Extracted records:
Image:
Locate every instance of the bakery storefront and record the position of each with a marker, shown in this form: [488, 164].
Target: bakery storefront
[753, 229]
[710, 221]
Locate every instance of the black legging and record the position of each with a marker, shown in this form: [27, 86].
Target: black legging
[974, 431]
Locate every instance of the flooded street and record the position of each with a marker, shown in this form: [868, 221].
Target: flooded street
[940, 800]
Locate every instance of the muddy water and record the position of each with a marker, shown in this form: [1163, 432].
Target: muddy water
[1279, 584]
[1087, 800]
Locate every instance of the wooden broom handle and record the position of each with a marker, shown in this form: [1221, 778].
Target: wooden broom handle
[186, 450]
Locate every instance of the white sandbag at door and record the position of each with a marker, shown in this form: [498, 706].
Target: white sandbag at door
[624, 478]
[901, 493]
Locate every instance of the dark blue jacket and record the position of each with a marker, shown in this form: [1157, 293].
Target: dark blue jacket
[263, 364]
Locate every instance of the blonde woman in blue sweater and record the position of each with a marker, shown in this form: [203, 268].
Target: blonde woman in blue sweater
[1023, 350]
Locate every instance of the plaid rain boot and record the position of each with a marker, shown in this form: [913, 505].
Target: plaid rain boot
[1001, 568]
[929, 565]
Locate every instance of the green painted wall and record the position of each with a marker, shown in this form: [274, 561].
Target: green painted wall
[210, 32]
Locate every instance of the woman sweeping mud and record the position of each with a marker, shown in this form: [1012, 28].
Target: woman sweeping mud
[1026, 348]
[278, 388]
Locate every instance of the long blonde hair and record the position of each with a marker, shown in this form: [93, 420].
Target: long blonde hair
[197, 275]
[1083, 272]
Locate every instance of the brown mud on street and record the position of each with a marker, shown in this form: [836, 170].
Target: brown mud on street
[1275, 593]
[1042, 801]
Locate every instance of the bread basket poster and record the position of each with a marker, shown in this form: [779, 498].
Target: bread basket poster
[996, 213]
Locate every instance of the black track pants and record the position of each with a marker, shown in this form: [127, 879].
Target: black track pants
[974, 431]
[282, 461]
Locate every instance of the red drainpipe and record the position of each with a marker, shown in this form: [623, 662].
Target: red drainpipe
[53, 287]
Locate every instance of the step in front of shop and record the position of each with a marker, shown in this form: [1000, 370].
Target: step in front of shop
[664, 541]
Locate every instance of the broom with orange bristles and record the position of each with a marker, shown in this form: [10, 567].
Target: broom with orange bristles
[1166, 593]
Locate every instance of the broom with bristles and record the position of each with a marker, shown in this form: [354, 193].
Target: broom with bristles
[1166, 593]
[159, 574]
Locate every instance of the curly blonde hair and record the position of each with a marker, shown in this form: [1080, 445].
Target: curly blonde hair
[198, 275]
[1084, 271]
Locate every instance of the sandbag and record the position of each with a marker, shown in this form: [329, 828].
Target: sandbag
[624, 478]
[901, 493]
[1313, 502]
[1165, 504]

- _Exercise details_
Copy the items from the line containing "Locate every instance of the green" through the line containing "[1042, 801]", swapping in "silt" wherever "mud" appears and leaving everything else unchanged.

- _Answer to the task_
Locate every instance of the green painted wall and record the position of each with a marker, shown in this form: [274, 561].
Target: green painted wall
[210, 32]
Locate every instance of the woman sweeping silt and record the position of each with a marker, shown in this form: [1012, 28].
Target: woman sweeping silt
[1026, 348]
[278, 388]
Locate every instance of the long blonde hair and record the position of each with a marker, shown in this form: [93, 420].
Target: long blonde hair
[197, 275]
[1083, 272]
Locate every instance of the brown silt on street and record the position of each with a marker, shown in this form: [836, 170].
Target: brown silt on street
[1275, 593]
[1042, 801]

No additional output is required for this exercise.